• _Information_:

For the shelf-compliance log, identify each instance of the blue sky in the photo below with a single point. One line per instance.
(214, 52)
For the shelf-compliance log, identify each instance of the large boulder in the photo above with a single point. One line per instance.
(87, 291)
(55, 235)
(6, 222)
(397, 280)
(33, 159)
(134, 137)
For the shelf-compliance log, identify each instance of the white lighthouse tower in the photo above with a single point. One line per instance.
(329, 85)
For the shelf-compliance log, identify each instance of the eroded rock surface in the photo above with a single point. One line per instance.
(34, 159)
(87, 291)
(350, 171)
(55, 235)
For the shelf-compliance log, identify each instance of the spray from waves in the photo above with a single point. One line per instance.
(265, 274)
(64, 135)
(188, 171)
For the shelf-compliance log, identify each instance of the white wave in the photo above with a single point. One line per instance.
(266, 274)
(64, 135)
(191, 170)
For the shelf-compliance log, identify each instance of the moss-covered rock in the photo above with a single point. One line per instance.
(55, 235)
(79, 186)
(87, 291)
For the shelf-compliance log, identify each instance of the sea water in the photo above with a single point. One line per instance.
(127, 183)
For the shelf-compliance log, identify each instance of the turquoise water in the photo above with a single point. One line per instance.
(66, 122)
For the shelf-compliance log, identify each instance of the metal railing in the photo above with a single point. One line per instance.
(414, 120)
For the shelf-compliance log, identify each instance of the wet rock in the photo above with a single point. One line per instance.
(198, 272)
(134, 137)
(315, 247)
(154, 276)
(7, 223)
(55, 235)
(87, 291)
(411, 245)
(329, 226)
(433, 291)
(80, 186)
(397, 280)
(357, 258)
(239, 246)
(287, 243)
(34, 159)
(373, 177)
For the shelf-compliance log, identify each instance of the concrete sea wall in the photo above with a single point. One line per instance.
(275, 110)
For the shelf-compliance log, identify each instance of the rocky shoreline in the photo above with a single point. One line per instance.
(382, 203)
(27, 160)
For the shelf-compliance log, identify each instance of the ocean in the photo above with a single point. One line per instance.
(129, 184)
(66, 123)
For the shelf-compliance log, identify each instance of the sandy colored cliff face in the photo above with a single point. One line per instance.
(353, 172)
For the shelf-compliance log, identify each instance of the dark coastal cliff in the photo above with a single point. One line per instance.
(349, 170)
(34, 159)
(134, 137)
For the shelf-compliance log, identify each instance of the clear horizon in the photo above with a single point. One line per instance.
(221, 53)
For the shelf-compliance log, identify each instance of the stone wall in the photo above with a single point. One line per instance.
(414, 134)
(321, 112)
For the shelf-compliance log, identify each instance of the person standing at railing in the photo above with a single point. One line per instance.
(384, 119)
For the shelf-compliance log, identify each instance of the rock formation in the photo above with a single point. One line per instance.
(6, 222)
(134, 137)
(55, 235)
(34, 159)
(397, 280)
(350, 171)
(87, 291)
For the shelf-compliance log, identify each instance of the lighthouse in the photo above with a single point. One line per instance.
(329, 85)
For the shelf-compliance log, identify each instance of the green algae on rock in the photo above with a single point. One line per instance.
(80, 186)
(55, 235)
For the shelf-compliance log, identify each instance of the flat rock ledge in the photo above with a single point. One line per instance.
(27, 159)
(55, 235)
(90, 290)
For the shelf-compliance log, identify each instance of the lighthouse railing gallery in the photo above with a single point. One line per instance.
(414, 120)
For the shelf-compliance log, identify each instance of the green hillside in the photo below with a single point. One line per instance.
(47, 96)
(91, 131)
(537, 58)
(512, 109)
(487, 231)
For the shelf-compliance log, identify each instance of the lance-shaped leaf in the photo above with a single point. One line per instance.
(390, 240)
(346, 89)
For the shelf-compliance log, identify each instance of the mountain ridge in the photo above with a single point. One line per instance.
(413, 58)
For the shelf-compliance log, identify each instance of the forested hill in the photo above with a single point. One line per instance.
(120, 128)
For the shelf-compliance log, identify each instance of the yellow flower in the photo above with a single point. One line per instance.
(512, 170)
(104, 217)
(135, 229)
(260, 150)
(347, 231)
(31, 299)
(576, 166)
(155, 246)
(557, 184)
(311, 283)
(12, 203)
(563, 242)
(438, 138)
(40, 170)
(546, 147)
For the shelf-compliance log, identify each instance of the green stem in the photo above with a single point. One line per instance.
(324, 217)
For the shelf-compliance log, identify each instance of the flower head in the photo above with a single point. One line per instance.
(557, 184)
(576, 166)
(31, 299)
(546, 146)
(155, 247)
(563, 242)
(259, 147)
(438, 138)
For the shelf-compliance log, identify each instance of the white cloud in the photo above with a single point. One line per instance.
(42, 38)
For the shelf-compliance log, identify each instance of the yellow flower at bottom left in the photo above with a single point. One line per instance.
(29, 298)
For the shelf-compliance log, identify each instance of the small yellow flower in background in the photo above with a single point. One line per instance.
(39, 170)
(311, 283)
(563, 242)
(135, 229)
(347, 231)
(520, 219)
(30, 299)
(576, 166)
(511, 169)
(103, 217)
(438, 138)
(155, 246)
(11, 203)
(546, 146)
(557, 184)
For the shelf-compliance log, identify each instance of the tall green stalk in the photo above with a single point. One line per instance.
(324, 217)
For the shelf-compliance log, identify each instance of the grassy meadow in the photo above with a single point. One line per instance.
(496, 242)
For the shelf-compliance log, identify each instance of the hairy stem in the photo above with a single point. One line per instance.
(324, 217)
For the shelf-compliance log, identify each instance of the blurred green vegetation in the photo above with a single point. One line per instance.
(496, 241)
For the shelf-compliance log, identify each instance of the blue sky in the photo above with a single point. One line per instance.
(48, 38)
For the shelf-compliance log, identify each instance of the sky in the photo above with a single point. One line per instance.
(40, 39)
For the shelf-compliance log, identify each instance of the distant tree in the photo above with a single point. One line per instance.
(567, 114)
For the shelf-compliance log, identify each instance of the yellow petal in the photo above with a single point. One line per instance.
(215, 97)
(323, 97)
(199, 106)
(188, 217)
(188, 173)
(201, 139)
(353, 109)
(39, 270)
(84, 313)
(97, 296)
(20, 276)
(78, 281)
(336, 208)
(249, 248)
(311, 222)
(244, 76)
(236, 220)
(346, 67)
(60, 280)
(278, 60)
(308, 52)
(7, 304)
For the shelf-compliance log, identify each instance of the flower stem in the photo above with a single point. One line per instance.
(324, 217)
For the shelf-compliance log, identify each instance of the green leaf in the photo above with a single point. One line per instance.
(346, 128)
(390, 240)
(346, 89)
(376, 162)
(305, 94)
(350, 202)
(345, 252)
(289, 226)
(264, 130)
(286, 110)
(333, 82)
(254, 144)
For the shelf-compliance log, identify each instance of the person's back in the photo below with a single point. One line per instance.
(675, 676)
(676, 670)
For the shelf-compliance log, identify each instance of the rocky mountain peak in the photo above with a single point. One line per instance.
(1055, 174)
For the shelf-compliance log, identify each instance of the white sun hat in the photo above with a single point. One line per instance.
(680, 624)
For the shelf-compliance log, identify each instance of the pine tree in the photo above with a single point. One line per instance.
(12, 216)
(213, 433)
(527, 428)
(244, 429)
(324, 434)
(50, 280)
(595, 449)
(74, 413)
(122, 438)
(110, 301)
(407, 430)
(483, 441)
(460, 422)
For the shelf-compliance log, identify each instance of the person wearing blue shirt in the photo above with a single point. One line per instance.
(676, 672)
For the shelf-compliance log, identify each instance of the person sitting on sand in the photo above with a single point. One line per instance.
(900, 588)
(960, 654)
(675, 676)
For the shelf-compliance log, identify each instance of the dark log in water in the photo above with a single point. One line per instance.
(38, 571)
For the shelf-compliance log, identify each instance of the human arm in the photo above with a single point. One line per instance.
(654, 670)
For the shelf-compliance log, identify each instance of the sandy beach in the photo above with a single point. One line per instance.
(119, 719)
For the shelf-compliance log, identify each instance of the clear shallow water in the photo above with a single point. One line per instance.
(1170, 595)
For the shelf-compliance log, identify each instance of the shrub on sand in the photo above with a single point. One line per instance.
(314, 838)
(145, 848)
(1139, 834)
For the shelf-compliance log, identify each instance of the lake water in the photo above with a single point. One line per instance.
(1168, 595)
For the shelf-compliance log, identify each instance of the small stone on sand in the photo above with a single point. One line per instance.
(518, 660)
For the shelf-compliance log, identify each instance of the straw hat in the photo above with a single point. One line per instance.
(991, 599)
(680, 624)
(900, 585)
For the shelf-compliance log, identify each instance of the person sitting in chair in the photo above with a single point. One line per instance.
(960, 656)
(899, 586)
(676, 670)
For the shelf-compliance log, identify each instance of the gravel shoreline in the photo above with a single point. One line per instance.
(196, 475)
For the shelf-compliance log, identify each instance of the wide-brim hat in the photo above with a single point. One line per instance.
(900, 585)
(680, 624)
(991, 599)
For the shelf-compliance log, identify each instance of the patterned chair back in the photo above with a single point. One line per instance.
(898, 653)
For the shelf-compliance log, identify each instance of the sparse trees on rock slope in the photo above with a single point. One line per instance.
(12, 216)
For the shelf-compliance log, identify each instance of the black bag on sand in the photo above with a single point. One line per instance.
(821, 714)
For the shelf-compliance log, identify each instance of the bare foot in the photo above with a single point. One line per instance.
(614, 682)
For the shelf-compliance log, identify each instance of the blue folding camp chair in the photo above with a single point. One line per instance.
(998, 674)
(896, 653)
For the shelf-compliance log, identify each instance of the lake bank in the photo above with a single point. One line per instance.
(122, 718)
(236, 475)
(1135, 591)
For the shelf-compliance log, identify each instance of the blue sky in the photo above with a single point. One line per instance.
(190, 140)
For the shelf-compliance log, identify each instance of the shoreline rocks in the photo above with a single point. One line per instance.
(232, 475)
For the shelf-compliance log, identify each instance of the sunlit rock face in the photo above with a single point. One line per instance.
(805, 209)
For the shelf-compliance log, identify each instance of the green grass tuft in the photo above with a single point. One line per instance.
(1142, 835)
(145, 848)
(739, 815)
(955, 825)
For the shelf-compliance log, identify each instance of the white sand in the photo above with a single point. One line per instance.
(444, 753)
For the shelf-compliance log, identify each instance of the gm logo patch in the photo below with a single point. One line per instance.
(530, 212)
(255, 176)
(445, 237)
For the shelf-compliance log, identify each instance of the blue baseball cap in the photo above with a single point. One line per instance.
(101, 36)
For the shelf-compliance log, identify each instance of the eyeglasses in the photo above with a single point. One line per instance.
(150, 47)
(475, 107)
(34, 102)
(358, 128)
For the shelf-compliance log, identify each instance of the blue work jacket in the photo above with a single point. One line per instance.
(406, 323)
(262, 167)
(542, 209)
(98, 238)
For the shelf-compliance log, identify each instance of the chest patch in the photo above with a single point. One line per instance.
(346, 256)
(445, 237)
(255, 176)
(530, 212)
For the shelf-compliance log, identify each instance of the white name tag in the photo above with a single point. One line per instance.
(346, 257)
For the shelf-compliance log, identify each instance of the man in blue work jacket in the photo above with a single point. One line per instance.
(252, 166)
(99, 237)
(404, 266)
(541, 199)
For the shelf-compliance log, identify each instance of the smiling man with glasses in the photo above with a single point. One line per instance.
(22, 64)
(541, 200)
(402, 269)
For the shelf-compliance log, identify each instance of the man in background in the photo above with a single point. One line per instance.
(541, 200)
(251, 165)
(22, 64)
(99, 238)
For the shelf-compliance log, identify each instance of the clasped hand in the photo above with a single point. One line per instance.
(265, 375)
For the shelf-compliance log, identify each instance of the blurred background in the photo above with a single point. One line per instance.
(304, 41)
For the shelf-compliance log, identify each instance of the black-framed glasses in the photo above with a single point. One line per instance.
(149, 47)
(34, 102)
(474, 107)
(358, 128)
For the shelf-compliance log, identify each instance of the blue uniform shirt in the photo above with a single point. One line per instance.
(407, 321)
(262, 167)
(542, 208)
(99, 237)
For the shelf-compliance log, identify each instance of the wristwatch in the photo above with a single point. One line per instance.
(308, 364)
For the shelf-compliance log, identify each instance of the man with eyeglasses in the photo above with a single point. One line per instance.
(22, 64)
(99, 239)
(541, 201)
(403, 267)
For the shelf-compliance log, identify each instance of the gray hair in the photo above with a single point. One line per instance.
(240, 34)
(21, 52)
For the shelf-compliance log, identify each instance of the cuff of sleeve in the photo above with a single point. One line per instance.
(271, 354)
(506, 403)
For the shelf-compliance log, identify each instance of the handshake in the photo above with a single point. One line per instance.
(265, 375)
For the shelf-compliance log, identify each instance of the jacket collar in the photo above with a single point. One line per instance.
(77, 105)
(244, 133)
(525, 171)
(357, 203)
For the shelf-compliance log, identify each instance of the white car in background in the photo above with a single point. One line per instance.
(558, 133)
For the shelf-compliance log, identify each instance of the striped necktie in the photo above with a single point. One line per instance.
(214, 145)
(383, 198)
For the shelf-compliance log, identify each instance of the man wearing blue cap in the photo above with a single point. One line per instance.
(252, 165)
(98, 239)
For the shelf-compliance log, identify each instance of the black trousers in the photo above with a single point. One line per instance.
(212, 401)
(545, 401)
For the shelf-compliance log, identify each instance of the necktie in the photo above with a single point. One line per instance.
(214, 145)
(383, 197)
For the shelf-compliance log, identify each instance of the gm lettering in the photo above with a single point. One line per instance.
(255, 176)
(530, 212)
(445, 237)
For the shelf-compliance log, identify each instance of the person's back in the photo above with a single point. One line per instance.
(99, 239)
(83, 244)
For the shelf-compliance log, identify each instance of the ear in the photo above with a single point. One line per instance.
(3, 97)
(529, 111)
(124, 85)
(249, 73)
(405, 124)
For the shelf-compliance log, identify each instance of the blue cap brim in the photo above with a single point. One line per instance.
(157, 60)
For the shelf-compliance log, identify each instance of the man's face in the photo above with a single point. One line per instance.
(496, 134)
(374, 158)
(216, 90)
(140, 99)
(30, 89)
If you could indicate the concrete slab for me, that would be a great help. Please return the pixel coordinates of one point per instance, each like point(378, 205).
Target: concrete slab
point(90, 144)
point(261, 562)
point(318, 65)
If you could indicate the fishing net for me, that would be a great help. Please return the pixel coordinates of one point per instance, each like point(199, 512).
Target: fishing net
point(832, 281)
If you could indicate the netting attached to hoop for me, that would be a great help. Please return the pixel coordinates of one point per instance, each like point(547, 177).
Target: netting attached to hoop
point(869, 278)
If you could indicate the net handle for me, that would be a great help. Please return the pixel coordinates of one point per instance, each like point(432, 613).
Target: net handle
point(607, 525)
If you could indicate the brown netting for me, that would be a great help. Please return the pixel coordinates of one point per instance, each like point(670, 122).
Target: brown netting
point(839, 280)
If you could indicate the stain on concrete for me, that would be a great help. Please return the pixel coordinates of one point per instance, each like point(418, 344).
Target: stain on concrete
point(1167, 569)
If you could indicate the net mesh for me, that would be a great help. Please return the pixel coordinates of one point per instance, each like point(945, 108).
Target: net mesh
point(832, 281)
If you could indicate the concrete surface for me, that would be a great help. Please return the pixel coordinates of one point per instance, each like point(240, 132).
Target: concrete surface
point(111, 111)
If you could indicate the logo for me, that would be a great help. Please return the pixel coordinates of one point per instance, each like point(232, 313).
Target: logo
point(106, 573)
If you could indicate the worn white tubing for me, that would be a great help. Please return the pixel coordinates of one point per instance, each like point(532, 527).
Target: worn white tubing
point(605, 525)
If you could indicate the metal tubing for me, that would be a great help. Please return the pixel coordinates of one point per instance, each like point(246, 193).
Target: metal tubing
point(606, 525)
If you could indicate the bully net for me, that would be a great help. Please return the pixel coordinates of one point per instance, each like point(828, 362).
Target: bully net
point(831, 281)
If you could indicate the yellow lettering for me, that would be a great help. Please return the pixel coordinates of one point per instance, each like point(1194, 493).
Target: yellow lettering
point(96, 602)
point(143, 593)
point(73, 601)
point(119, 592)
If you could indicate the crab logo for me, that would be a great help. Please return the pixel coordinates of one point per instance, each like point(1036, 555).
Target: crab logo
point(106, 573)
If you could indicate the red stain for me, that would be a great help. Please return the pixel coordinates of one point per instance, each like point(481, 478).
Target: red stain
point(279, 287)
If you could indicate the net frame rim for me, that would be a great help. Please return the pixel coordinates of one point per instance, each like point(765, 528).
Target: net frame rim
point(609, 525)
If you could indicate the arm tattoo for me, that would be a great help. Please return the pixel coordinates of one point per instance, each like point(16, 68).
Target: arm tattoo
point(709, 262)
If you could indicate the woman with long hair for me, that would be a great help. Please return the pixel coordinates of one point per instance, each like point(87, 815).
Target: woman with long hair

• _Your objective_:
When the line with "Target: logo" is reached in the data above, start copying there, and copy each line exactly until the line with "If you could indicate the yellow" has been copied; copy nothing else.

• _Solution to this problem_:
Target: logo
point(106, 573)
If you could indicate the worn white tubing for me, that would be a great help. Please return the pixel coordinates of one point per instance, each like point(532, 527).
Target: worn white tubing
point(605, 525)
If you could indicate the metal tubing for me, that would be a great help. Please return the pixel coordinates of one point per instance, each like point(246, 193).
Target: metal tubing
point(606, 525)
If you could indicate the bully net for me, that would be a great help. Please return the pixel coordinates of one point per instance, each like point(828, 362).
Target: bully net
point(831, 281)
If you could indicate the yellow lettering for me, that would be a great help. Please return the pixel coordinates of one point per instance, each like point(1194, 493).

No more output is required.